Aim of the exercise:
Print the listing below word for word, starting at its first line and ending with the line that contains "point(232, 908)".

Source data:
— Begin —

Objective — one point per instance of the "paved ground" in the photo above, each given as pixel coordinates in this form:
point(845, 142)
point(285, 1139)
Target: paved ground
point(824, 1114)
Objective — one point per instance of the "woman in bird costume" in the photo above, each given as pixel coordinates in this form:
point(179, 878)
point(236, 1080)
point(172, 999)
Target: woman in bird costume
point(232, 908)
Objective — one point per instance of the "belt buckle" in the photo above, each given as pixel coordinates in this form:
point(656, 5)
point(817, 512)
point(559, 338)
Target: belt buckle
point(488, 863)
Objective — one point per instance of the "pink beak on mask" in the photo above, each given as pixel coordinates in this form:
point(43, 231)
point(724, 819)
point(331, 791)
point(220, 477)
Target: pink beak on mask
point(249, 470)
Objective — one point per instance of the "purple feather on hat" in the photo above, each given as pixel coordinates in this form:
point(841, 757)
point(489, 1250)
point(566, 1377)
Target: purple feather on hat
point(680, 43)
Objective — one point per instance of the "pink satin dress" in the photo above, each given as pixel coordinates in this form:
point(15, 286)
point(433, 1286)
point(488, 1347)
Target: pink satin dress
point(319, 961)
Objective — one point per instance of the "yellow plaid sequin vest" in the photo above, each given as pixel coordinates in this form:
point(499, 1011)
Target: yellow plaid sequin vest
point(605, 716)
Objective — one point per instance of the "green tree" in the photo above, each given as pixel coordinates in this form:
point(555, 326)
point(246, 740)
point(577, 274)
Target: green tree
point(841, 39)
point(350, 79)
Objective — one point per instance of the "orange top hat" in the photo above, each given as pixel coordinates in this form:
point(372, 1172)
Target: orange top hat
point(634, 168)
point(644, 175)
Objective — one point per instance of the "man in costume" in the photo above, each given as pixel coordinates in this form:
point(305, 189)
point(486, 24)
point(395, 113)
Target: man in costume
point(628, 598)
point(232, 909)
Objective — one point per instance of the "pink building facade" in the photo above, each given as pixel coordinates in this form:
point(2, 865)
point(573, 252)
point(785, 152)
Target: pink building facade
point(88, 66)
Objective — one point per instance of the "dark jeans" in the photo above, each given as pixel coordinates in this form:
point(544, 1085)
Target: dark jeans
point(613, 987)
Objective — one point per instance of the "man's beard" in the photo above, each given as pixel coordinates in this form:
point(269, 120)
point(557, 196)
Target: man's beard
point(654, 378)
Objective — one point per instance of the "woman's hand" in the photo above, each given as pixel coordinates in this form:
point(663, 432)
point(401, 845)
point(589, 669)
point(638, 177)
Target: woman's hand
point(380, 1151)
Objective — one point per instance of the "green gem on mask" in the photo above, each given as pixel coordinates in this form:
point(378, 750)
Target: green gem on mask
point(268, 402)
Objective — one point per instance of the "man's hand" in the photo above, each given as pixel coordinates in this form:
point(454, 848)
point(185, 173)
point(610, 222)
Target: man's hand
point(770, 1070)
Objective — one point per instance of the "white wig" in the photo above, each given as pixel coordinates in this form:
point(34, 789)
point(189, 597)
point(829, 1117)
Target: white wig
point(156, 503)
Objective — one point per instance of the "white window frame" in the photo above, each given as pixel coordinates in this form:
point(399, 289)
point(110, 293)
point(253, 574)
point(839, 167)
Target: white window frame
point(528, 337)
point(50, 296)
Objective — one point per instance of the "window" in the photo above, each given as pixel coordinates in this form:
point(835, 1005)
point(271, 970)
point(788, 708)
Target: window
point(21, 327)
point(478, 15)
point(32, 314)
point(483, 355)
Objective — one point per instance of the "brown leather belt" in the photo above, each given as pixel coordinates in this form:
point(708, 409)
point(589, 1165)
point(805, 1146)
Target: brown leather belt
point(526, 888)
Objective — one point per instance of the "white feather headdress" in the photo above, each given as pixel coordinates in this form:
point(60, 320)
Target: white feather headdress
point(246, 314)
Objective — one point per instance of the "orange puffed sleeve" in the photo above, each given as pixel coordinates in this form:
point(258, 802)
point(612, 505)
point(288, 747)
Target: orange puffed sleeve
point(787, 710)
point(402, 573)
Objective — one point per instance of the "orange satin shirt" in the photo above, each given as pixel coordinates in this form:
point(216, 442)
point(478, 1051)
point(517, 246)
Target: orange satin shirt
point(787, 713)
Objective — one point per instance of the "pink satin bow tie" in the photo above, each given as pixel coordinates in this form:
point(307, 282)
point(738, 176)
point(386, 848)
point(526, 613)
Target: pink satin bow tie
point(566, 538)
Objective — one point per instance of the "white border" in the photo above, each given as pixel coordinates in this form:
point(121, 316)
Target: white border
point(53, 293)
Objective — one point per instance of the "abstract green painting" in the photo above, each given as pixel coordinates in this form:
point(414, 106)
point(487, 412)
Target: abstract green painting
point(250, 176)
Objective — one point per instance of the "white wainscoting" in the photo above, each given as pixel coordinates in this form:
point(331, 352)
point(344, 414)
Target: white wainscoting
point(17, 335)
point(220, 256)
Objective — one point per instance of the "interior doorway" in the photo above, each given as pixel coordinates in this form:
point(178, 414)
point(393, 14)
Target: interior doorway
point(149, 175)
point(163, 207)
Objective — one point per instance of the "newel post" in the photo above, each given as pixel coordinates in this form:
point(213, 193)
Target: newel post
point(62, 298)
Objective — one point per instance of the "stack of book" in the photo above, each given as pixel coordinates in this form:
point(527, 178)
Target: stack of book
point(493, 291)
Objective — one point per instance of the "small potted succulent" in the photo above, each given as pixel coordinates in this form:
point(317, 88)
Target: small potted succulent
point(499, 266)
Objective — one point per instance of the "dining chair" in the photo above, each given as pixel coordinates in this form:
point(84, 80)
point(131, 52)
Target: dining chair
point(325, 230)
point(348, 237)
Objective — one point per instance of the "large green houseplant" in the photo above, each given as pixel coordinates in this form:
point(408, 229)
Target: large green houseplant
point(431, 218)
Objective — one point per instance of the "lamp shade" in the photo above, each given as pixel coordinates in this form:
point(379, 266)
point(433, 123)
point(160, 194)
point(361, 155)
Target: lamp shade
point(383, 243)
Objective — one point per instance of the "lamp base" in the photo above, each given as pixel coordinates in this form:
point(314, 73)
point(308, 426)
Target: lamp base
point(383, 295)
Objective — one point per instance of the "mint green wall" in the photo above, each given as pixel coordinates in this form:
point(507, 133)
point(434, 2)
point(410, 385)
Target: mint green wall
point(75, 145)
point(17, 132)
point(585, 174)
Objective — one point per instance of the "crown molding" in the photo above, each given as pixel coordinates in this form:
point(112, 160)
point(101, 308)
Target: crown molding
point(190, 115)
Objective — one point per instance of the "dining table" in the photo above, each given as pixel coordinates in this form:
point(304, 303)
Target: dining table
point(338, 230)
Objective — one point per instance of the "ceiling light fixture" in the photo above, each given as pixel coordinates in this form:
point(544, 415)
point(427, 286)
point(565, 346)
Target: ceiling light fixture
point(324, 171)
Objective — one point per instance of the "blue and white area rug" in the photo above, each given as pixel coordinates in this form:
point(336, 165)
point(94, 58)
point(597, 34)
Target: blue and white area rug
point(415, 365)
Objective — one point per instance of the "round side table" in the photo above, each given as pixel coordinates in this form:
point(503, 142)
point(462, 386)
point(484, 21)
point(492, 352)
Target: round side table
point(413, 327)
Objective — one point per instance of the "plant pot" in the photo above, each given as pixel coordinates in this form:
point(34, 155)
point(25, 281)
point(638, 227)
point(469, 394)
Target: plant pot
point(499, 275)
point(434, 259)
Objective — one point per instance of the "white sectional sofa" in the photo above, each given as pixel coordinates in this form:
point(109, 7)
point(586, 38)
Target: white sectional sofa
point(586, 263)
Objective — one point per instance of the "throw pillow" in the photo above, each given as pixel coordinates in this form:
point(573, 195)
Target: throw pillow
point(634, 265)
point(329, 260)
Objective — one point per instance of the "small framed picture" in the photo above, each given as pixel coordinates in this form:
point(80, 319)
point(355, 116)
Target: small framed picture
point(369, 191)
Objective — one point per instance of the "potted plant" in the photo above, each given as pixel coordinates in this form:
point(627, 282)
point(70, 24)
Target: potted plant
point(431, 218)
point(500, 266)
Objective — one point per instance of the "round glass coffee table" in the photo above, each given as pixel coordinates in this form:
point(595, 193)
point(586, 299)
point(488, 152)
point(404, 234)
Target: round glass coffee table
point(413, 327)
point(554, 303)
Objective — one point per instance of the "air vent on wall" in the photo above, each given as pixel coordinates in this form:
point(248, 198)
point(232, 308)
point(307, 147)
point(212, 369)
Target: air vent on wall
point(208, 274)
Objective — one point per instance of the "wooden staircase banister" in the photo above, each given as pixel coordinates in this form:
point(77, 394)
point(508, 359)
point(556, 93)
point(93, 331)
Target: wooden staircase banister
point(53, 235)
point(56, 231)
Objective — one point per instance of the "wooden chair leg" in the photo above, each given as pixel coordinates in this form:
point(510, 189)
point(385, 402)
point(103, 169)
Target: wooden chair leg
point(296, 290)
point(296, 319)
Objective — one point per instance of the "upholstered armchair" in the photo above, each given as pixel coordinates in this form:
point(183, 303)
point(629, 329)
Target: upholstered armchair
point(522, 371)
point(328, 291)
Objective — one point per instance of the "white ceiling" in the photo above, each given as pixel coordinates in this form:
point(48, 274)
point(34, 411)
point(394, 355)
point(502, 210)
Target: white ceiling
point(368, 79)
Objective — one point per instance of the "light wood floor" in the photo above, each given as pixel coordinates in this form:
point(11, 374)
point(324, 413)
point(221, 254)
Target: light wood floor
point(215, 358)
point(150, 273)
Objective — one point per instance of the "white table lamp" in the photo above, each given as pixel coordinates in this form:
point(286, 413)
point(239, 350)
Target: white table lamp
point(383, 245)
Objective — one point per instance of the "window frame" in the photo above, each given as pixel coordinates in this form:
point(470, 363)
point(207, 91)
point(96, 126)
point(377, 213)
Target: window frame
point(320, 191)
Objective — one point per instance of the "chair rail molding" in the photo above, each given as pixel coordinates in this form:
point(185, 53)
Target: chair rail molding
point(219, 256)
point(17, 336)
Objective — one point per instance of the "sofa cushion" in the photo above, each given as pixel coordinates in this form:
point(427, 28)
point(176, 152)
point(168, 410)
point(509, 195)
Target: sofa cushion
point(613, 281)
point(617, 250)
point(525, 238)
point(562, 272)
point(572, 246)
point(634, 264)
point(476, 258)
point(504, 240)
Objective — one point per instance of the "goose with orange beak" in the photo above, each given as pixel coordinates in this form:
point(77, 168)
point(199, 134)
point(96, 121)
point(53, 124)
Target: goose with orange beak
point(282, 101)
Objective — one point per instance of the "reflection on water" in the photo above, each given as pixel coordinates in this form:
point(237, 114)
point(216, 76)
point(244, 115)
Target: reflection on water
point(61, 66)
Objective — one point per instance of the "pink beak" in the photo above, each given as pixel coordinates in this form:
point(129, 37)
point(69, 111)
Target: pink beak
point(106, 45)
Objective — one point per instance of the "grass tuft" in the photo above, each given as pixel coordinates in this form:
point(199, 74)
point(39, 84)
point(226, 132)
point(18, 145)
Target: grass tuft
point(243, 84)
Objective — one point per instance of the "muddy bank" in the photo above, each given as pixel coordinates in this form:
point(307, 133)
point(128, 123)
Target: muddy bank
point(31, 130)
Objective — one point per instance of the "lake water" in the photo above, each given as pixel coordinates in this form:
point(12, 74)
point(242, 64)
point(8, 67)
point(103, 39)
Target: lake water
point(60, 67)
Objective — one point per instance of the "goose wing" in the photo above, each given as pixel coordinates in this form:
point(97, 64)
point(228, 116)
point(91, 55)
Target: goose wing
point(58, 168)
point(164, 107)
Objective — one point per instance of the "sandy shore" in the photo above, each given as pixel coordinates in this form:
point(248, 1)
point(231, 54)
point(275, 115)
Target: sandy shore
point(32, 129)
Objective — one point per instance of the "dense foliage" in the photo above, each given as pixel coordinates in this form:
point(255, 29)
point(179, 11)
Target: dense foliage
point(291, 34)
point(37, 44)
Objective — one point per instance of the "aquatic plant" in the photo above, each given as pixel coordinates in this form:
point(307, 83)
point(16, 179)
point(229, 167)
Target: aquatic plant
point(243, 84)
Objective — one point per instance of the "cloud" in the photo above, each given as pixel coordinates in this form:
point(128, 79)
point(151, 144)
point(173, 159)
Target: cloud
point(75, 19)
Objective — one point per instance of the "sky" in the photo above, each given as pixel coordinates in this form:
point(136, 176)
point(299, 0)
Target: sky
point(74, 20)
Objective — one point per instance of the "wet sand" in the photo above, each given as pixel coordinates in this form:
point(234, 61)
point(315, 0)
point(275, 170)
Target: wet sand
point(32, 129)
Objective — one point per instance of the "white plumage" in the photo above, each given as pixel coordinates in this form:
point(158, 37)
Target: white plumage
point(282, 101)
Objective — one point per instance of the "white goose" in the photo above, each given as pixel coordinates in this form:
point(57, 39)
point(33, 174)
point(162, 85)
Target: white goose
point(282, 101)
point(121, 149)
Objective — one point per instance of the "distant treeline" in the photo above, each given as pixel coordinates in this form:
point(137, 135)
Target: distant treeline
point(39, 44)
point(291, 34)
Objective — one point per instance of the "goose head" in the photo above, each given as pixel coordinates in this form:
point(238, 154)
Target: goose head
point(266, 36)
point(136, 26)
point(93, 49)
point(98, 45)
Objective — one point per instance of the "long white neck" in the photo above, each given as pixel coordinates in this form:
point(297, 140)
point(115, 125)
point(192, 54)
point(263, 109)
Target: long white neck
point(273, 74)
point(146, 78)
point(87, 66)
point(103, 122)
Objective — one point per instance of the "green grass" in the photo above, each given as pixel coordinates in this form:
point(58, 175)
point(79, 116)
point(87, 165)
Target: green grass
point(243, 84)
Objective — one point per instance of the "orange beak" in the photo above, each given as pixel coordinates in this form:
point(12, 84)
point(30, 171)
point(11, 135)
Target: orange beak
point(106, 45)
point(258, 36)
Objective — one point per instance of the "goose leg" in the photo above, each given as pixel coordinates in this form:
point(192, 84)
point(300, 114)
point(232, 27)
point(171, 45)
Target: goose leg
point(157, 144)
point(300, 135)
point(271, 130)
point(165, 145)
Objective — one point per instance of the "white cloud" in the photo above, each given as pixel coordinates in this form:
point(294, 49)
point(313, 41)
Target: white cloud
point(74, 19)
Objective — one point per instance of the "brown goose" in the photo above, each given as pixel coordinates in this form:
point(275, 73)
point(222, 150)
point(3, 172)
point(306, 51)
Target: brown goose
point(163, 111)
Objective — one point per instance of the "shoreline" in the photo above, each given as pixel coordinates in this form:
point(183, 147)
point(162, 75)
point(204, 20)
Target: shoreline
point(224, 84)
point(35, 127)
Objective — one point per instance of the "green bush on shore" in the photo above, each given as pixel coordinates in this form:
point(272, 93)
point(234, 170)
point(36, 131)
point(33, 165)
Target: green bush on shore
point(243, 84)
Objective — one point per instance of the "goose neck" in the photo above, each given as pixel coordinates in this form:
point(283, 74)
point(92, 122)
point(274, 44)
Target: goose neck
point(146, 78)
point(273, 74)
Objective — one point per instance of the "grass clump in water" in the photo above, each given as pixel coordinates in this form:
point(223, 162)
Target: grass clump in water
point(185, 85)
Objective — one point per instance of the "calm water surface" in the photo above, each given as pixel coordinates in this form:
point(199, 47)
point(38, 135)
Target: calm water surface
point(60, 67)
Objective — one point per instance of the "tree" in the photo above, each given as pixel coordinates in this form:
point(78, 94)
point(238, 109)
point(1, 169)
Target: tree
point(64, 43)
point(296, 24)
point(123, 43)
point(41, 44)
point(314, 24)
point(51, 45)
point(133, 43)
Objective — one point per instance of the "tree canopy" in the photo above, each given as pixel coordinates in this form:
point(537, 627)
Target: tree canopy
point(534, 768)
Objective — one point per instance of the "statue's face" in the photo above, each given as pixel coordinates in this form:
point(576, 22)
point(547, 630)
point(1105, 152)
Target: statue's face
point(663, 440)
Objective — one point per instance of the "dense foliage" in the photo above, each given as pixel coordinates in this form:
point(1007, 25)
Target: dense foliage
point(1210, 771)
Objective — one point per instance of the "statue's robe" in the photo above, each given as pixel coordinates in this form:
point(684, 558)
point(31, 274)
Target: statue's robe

— End —

Written reply:
Objective — one point per instance of the "paved ground" in the photo above, each given as pixel coordinates in this form:
point(845, 142)
point(285, 1139)
Target: paved ground
point(824, 1114)
Objective — one point per instance of the "woman in bird costume" in the photo above, each given as pixel coordinates in this form:
point(179, 878)
point(236, 1080)
point(172, 999)
Target: woman in bird costume
point(232, 908)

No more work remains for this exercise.